__Instructions to follow__
Please give the entries again in full and exactly, without any picture.

[Records contained in a dataset]

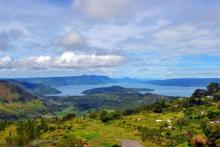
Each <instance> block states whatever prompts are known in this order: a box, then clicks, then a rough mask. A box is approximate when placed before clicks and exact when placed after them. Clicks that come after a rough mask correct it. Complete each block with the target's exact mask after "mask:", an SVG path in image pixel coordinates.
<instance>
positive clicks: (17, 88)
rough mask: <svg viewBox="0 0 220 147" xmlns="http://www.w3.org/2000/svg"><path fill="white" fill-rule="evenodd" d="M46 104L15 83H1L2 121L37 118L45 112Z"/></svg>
mask: <svg viewBox="0 0 220 147" xmlns="http://www.w3.org/2000/svg"><path fill="white" fill-rule="evenodd" d="M44 110H45V109H44V104H43V103H42V101H41V100H39V99H38V98H37V97H36V96H35V95H33V94H32V93H31V92H29V91H27V90H26V89H24V88H22V87H21V86H19V84H17V83H15V82H14V81H13V82H11V81H5V80H1V81H0V120H16V119H19V118H22V119H24V118H35V117H39V116H41V115H42V113H43V112H44Z"/></svg>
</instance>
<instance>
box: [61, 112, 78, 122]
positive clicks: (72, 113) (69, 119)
mask: <svg viewBox="0 0 220 147" xmlns="http://www.w3.org/2000/svg"><path fill="white" fill-rule="evenodd" d="M74 117H76V114H75V113H69V114H67V115H65V116H64V117H63V121H67V120H70V119H72V118H74Z"/></svg>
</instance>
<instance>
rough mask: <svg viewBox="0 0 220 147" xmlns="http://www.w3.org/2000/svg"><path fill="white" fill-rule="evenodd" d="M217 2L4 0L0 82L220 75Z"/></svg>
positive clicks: (218, 21)
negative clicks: (2, 81)
mask: <svg viewBox="0 0 220 147" xmlns="http://www.w3.org/2000/svg"><path fill="white" fill-rule="evenodd" d="M219 7H220V1H219V0H157V1H155V0H1V1H0V77H43V76H71V75H82V74H99V75H108V76H111V77H124V76H127V77H136V78H146V79H148V78H154V79H165V78H181V77H184V78H186V77H220V66H219V63H220V17H219V16H220V9H219Z"/></svg>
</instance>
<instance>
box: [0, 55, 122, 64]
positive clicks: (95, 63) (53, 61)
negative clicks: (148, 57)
mask: <svg viewBox="0 0 220 147" xmlns="http://www.w3.org/2000/svg"><path fill="white" fill-rule="evenodd" d="M123 60H124V59H123V57H122V56H118V55H95V54H91V55H90V54H75V53H74V52H64V53H62V54H61V55H60V56H55V57H51V56H38V57H28V58H23V59H17V60H12V59H11V57H9V56H5V57H2V58H0V66H1V68H6V67H10V68H22V67H23V68H95V67H107V66H116V65H119V64H121V63H122V62H123Z"/></svg>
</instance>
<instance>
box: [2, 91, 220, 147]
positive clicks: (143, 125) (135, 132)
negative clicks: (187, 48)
mask: <svg viewBox="0 0 220 147" xmlns="http://www.w3.org/2000/svg"><path fill="white" fill-rule="evenodd" d="M219 90H220V89H218V90H217V91H219ZM211 95H212V93H211ZM80 99H81V98H80ZM219 108H220V101H219V97H210V96H202V97H194V96H193V97H190V98H180V99H172V100H164V99H160V100H158V101H156V102H155V103H153V104H152V105H150V106H149V105H148V106H144V105H140V104H139V107H136V108H133V107H132V106H130V107H129V108H128V109H125V110H122V109H119V110H112V109H107V108H105V109H100V110H99V111H95V110H92V111H91V112H90V113H87V114H85V115H83V116H76V115H75V114H74V111H73V110H72V111H70V112H69V114H66V115H64V116H63V117H61V118H57V117H52V118H42V119H36V120H28V121H22V122H12V123H7V122H2V123H0V130H1V131H0V145H3V146H7V145H9V146H10V145H11V146H16V145H19V146H27V145H28V146H56V147H60V146H95V147H121V146H122V145H125V144H126V145H128V146H129V145H130V146H136V145H140V144H141V145H143V146H146V147H149V146H152V147H166V146H177V147H191V146H195V147H196V146H199V147H202V146H204V147H205V146H210V147H215V146H216V147H218V146H220V109H219Z"/></svg>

__Written solution__
Each <instance> block states whatever prompts are known in this order: a box, then clicks, then a rough mask. A box is approximate when placed before clicks and exact when placed after them. Clicks that come after a rough mask correct it. Complete each block with the target's exact mask after "mask:", an SVG path in image pixel coordinates.
<instance>
positive clicks: (17, 88)
rough mask: <svg viewBox="0 0 220 147" xmlns="http://www.w3.org/2000/svg"><path fill="white" fill-rule="evenodd" d="M46 104L15 83H1L2 121L37 118L45 112Z"/></svg>
mask: <svg viewBox="0 0 220 147" xmlns="http://www.w3.org/2000/svg"><path fill="white" fill-rule="evenodd" d="M44 110H45V109H44V104H43V103H42V101H41V100H39V99H38V98H37V97H36V96H35V95H33V94H32V93H31V92H29V91H27V90H26V89H24V88H22V87H21V86H19V84H17V83H15V82H14V81H13V82H11V81H5V80H1V81H0V120H16V119H19V118H22V119H24V118H35V117H39V116H41V115H42V113H43V112H44Z"/></svg>
</instance>
<instance>
box: [61, 112, 78, 122]
positive clicks: (72, 113) (69, 119)
mask: <svg viewBox="0 0 220 147" xmlns="http://www.w3.org/2000/svg"><path fill="white" fill-rule="evenodd" d="M74 117H76V114H75V113H69V114H67V115H65V116H64V117H63V121H67V120H70V119H72V118H74Z"/></svg>
</instance>
<instance>
rough mask: <svg viewBox="0 0 220 147" xmlns="http://www.w3.org/2000/svg"><path fill="white" fill-rule="evenodd" d="M217 2L4 0L0 82L220 75Z"/></svg>
positive clicks: (218, 21)
negative clicks: (2, 81)
mask: <svg viewBox="0 0 220 147" xmlns="http://www.w3.org/2000/svg"><path fill="white" fill-rule="evenodd" d="M219 7H220V1H219V0H157V1H155V0H1V1H0V77H43V76H71V75H82V74H99V75H108V76H111V77H124V76H127V77H136V78H146V79H148V78H154V79H165V78H181V77H184V78H186V77H220V66H219V63H220V17H219V16H220V9H219Z"/></svg>
</instance>
<instance>
box: [0, 55, 122, 64]
positive clicks: (95, 63) (53, 61)
negative clicks: (148, 57)
mask: <svg viewBox="0 0 220 147" xmlns="http://www.w3.org/2000/svg"><path fill="white" fill-rule="evenodd" d="M123 60H124V59H123V57H122V56H118V55H95V54H91V55H90V54H75V53H74V52H64V53H62V54H61V55H60V56H55V57H51V56H38V57H28V58H23V59H17V60H12V59H11V57H9V56H5V57H2V58H0V66H1V68H6V67H10V68H22V67H23V68H95V67H107V66H116V65H119V64H121V63H122V62H123Z"/></svg>
</instance>
<instance>
box: [2, 91, 220, 147]
positive clicks: (143, 125) (135, 132)
negative clicks: (187, 48)
mask: <svg viewBox="0 0 220 147" xmlns="http://www.w3.org/2000/svg"><path fill="white" fill-rule="evenodd" d="M219 90H220V89H218V90H217V91H219ZM211 95H212V93H211ZM80 99H81V98H80ZM219 108H220V101H219V97H210V96H202V97H194V96H193V97H190V98H180V99H172V100H164V99H160V100H158V101H156V102H155V103H153V104H152V105H150V106H149V105H148V106H144V105H140V104H139V107H136V108H133V107H132V106H130V107H129V108H128V109H125V110H122V109H119V110H112V109H107V108H105V109H100V110H99V111H95V110H92V111H91V112H90V113H87V114H85V115H83V116H76V115H75V114H74V111H73V110H72V111H70V112H69V114H66V115H64V116H63V117H61V118H57V117H52V118H42V119H36V120H28V121H22V122H12V123H7V122H2V123H0V130H1V131H0V145H3V146H7V145H9V146H10V145H11V146H16V145H19V146H27V145H28V146H56V147H60V146H95V147H121V146H122V145H125V144H126V145H128V146H129V145H130V146H136V145H140V144H141V145H143V146H146V147H149V146H152V147H166V146H177V147H191V146H195V147H196V146H199V147H202V146H204V147H205V146H210V147H215V146H216V147H218V146H220V109H219Z"/></svg>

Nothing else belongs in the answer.